Nem às greves o apoio coletivo da esquerda, o enorme peso necessário pra disputa hegemônica e contra hegemônica das consciências, a gente vê com a ênfase necessária.

Greve Geral? Sonha!

Vemos sim a esquerda tartamudear lamentos grandiloquentes sobre a maldade do mundo contemporâneo gritando o inócuo e babaquara grito “Primeiramente Fora Temer”.

Como se essa fraseologia amestrada fosse um abracadabra da libertação dos cães capetóides da revolução pra cima da direita, que ri, de lacrimejar na gravata, dessa bobagem.

A esquerda partidária definitivamente abraçou a teleologia da revolução enquanto evento escatológico e apocalíptico.

Sua religiosidade “racional”, seus mantras, signos, sinais, santos e demônios travestido de figuras públicas e burguesia, e segue na procissão candente dos ignaros rumo ao nada.

Tem avanço fascista que mata alunos da UFRJ, amplia crimes de ódio, ameaça professores, ganha DCEs, apoia bolsonaros, etc?

Lutaremos contra isso, mas vamos tentar canonizar nosso santo da vez elegendo-o prefeito primeiro?

E às diferenças e distinções entre nós da esquerda, como são tratadas? Com a velha e boa desqualificação dos que não são convertidos à fé dos mosteiros vermelhos de São Lênin, São Marx, São Trotski e Reverendo Stálin, na borrachada.
◇ ◇ ◇ ◇ ◇
* **Tarefas**:
1. Resuma o trecho para leitura em duas frases.
2. Segundo o trecho para leitura, como a esquerda partidária concebe a revolução?
◇ ◇ ◇ ◇ ◇
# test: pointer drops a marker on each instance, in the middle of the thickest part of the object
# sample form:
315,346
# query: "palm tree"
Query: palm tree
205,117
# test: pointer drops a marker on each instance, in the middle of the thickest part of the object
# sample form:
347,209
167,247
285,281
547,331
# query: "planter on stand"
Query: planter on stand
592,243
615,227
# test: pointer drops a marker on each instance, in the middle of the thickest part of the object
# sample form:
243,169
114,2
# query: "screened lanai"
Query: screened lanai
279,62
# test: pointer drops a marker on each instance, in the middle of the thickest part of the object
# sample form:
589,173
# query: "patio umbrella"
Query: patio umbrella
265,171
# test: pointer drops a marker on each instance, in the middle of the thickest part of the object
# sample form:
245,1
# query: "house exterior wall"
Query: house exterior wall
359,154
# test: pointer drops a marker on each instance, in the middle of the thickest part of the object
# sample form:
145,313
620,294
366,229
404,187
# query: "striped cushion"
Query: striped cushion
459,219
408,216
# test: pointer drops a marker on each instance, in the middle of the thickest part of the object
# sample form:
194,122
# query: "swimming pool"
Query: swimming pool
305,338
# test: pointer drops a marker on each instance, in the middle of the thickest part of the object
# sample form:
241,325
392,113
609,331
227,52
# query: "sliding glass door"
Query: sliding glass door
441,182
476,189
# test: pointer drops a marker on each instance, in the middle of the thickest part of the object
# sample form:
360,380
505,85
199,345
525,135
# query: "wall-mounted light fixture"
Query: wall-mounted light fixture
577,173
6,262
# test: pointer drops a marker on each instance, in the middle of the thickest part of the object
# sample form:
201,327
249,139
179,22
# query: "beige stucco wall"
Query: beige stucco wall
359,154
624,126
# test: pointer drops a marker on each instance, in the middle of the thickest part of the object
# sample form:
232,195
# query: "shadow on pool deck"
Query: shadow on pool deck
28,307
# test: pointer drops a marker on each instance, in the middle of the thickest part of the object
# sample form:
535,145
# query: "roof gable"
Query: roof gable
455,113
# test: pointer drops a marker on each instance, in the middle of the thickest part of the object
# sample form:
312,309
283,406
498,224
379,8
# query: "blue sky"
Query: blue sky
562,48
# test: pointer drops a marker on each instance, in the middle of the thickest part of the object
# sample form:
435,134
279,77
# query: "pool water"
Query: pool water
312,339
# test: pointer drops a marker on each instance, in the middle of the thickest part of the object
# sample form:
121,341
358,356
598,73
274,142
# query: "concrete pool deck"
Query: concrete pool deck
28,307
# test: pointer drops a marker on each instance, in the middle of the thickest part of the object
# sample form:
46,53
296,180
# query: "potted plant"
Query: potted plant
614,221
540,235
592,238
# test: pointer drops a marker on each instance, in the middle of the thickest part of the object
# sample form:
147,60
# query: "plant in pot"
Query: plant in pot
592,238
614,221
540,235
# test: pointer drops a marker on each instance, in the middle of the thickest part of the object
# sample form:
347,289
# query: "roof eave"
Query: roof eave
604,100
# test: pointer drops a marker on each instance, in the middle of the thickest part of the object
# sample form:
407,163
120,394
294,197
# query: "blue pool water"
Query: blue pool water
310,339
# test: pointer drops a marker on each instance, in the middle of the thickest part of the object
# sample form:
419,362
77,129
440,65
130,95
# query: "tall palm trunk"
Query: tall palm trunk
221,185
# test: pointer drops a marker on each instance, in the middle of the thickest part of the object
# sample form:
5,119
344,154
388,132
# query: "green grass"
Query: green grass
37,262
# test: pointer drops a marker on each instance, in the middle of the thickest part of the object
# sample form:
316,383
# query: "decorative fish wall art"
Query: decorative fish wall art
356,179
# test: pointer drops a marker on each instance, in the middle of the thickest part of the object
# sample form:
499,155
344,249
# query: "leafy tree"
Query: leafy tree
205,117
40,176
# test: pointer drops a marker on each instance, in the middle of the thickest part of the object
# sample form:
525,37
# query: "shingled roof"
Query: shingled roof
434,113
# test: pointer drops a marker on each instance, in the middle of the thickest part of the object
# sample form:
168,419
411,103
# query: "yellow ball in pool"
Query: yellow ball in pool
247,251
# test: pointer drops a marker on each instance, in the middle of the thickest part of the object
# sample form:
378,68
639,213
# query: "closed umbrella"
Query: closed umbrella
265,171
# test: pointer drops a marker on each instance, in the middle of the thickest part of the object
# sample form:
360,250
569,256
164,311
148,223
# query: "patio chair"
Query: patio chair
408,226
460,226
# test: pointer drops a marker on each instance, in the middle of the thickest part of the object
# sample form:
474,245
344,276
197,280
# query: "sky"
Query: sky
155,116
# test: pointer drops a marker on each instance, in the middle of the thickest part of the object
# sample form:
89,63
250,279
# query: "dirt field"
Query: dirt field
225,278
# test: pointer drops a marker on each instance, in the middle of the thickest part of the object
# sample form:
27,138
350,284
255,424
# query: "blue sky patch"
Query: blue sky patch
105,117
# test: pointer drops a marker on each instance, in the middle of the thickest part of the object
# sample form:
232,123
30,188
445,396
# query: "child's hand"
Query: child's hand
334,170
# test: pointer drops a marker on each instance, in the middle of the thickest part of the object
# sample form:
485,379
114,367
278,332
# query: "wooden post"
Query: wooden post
◇ ◇ ◇ ◇ ◇
* **Respostas**:
1. O trecho critica a esquerda partidária por não dar às greves o apoio com a ênfase necessária e por se limitar a repetir o grito “Primeiramente Fora Temer”, do qual a direita ri. Afirma também que essa esquerda abraçou a revolução como evento escatológico e apocalíptico e trata as diferenças internas desqualificando quem não é convertido à fé dos “mosteiros vermelhos”.

2. Como um evento escatológico e apocalíptico.